The task: Extract each line of the data below that contains the word "concrete" and copy it in full. Case counts when matching.

Dataset extract:
#####
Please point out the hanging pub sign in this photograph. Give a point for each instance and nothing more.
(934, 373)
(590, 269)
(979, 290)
#####
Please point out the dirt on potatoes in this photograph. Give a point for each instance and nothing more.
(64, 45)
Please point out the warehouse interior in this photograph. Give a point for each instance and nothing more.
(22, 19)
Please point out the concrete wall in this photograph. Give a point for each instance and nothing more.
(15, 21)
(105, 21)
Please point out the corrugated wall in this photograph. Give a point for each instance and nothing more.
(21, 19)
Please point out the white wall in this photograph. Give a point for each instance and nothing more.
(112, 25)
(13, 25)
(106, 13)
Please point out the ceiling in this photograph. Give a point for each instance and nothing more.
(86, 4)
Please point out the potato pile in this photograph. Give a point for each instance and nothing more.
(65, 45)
#####
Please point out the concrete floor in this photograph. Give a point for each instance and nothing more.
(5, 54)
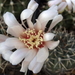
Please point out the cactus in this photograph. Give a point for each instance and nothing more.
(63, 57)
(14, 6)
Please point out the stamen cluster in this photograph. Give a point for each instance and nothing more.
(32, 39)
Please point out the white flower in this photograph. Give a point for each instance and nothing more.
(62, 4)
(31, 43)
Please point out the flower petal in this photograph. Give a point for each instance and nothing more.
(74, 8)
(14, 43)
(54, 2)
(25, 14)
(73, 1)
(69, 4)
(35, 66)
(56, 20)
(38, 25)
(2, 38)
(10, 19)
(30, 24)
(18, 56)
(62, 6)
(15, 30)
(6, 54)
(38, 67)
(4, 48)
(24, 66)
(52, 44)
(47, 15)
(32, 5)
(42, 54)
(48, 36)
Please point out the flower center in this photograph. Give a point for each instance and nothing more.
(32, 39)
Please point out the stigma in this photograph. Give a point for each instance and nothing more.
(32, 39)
#####
Worked solution:
Please point out the concrete wall in this photograph. Give a point for each instance and nothing more.
Please point out the concrete floor in this photograph. Give a point for each instance and nothing more.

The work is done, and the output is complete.